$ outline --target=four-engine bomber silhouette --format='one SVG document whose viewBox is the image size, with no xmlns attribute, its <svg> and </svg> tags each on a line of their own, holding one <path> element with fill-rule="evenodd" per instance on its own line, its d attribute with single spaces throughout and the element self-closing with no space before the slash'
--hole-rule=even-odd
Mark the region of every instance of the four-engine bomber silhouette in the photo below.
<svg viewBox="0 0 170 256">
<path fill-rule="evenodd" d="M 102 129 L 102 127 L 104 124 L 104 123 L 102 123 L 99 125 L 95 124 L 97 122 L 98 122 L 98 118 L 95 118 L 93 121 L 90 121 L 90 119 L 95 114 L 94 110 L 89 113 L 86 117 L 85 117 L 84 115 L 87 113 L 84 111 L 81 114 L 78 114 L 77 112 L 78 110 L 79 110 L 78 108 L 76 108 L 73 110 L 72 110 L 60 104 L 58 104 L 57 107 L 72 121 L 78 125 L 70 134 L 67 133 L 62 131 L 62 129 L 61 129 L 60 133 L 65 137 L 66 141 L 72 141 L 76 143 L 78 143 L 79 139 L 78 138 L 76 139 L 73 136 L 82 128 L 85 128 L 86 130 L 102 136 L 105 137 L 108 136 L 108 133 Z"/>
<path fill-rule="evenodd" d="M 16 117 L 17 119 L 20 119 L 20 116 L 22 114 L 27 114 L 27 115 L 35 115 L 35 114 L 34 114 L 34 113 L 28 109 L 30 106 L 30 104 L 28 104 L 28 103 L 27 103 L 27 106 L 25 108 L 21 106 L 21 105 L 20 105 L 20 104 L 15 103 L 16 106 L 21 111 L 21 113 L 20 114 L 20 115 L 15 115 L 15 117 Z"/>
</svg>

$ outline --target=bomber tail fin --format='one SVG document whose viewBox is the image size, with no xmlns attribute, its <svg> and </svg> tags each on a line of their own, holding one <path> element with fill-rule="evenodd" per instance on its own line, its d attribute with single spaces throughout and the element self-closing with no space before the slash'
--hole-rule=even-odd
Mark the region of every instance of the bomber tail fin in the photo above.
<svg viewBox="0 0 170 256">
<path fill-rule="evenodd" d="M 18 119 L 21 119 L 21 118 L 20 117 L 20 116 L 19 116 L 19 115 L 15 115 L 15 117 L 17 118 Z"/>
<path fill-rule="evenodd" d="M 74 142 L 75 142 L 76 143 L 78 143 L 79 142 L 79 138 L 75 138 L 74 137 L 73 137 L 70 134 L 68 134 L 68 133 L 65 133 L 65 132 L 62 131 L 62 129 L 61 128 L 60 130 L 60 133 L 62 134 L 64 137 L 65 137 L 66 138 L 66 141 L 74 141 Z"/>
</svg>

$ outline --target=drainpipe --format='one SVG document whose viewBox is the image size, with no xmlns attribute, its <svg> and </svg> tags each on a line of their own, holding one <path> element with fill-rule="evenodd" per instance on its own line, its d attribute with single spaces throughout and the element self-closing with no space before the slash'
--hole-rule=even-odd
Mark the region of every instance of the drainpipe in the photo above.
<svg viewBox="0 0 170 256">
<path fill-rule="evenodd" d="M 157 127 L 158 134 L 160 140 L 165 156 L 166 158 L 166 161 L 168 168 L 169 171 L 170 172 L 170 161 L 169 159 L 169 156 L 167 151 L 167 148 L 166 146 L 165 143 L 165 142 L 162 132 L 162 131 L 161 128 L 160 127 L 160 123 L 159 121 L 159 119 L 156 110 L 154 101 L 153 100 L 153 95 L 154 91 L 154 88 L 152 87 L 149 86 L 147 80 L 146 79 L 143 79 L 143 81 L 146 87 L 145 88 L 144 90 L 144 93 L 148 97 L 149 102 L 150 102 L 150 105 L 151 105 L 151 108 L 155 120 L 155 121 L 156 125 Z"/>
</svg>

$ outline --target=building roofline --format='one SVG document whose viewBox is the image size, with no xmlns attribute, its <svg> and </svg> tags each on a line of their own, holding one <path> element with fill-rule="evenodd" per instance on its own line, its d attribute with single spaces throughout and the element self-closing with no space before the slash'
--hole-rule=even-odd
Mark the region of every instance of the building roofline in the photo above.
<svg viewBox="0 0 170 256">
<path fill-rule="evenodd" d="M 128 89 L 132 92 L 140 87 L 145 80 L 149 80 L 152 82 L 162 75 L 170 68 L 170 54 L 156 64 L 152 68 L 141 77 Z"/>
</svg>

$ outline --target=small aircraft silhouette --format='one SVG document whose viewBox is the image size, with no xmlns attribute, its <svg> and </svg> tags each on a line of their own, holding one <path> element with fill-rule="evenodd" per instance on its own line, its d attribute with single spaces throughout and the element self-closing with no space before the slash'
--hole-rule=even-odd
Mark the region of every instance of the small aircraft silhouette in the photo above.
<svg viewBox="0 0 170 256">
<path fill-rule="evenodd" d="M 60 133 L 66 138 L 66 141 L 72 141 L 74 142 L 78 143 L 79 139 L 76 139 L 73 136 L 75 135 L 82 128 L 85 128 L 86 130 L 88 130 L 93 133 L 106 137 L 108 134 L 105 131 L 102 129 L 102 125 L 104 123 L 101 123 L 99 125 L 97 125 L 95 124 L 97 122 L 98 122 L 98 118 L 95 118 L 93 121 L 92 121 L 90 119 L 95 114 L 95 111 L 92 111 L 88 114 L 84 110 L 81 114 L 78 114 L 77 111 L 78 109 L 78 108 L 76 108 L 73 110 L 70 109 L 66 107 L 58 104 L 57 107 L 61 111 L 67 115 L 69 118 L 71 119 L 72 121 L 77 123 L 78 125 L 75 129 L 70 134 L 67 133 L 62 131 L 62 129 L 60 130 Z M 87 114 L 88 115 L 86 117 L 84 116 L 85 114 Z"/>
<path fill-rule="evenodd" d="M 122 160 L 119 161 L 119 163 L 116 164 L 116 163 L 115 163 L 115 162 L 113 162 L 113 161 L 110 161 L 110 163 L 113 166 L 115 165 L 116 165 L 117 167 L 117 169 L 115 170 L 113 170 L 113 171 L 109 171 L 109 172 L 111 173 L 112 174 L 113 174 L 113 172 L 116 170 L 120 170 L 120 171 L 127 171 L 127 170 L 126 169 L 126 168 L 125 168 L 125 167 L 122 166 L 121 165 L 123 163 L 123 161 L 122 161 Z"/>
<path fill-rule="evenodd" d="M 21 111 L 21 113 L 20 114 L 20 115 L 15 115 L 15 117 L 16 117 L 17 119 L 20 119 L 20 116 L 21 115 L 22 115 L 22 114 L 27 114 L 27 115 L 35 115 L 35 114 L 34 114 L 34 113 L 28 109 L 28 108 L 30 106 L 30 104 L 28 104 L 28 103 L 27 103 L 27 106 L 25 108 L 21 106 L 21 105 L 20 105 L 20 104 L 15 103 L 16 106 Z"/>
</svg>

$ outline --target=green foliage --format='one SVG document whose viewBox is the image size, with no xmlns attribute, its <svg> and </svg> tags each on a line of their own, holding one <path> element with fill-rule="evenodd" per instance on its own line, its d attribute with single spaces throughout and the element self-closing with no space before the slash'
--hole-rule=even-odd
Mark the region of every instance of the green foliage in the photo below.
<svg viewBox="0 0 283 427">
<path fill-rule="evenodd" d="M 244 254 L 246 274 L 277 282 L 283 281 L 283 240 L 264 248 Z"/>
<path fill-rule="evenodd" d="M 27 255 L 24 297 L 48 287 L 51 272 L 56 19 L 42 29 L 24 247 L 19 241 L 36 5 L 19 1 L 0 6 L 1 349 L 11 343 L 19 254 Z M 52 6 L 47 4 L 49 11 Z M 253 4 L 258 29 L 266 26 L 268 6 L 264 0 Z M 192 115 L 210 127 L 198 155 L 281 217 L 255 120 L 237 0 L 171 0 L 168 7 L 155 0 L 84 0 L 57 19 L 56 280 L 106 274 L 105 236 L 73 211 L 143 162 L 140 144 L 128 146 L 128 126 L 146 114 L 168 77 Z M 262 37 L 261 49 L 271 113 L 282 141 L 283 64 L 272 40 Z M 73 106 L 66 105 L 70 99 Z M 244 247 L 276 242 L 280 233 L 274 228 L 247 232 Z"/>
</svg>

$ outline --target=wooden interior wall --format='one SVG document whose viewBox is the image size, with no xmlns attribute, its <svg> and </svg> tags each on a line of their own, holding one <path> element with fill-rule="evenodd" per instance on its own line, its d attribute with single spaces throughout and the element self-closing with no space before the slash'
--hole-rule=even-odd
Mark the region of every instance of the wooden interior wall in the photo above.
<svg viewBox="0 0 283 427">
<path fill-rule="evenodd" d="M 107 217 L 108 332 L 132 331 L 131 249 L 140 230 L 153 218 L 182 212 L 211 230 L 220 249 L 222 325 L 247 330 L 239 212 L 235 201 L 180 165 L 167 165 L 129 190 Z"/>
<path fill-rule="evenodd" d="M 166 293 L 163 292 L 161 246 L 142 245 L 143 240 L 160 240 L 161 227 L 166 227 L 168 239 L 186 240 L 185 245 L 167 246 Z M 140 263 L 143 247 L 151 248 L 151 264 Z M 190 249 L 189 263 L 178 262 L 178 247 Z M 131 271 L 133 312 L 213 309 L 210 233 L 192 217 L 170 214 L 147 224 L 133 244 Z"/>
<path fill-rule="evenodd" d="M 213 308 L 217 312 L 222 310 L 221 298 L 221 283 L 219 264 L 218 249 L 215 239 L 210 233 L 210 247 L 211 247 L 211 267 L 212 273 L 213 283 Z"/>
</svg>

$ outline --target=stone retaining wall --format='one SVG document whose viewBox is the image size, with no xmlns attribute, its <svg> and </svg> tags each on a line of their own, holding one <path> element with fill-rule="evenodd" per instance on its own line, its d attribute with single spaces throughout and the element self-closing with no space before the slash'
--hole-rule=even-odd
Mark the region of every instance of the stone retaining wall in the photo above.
* * *
## Written exercise
Could you copy out, character for character, the stretch of the records running from the line containing "outline --target=bomber tail" through the line containing "18 119 L 21", including both of those lines?

## Final result
$ outline --target=bomber tail fin --format='one SVG document whose viewBox is the image size, with no xmlns attribute, its <svg> and </svg> tags each on a line of their own, holding one <path> element with fill-rule="evenodd" per instance on its own line, its d attribute with single spaces throughout and the element self-closing with no space before the slash'
--hole-rule=even-odd
Mark the region of every instance of the bomber tail fin in the photo above.
<svg viewBox="0 0 170 256">
<path fill-rule="evenodd" d="M 18 119 L 21 119 L 21 118 L 20 117 L 20 116 L 19 116 L 19 115 L 15 115 L 15 117 L 17 118 Z"/>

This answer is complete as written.